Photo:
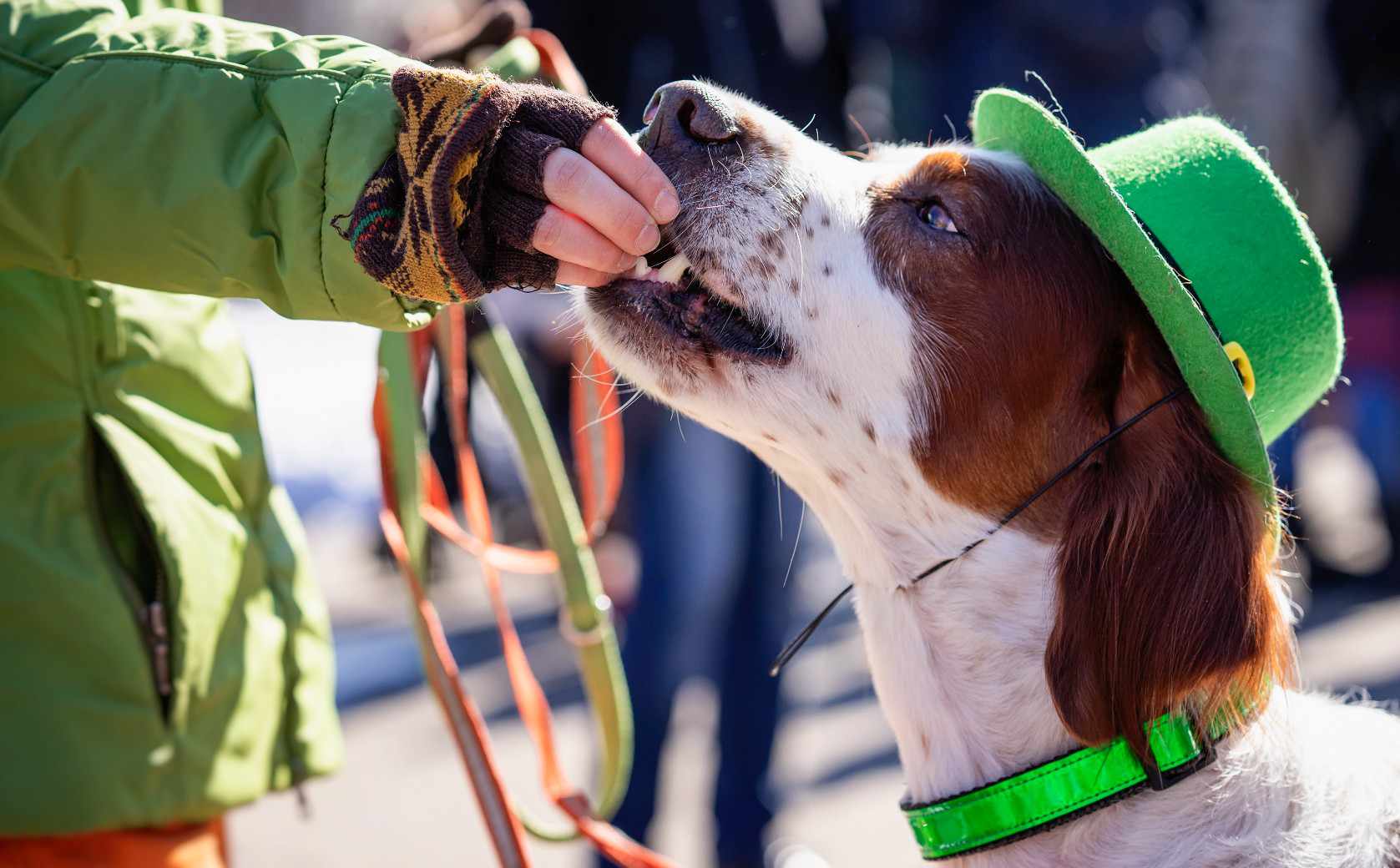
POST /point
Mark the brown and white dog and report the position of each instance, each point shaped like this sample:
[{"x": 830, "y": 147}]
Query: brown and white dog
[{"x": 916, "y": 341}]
-=-=-=-=-
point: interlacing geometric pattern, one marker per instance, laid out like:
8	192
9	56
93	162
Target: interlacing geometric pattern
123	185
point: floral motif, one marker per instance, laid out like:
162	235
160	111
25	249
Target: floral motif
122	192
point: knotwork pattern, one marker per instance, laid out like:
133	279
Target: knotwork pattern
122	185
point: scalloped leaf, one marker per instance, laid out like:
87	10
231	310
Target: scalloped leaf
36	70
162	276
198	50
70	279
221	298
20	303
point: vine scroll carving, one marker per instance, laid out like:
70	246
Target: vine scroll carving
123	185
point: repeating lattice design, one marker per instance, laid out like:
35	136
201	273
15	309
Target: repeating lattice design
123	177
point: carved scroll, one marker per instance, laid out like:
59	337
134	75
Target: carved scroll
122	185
-=-=-=-=-
Exercise directions:
Filter the rows above and copy out each line that contains the word "instance". Case counts, so a line qualifies only when the word appears with that exact capitalization.

Solution to the problem:
Mark the brown and white dog and report the position of each instance, each point shaped like this sample:
point: interlacing geometric pattern, one marker per instance, laid out like:
point: floral motif, one marker per instance, laid out like:
point: knotwork pattern, one marker per instance, laid out like:
point: scalloped leaf, one marker per instance, laid out like:
point: vine scroll carving, one marker per instance, laid out like:
point: repeating lattice design, one marker per instance, laid out like:
point: carved scroll, one marker per instance, laid out like:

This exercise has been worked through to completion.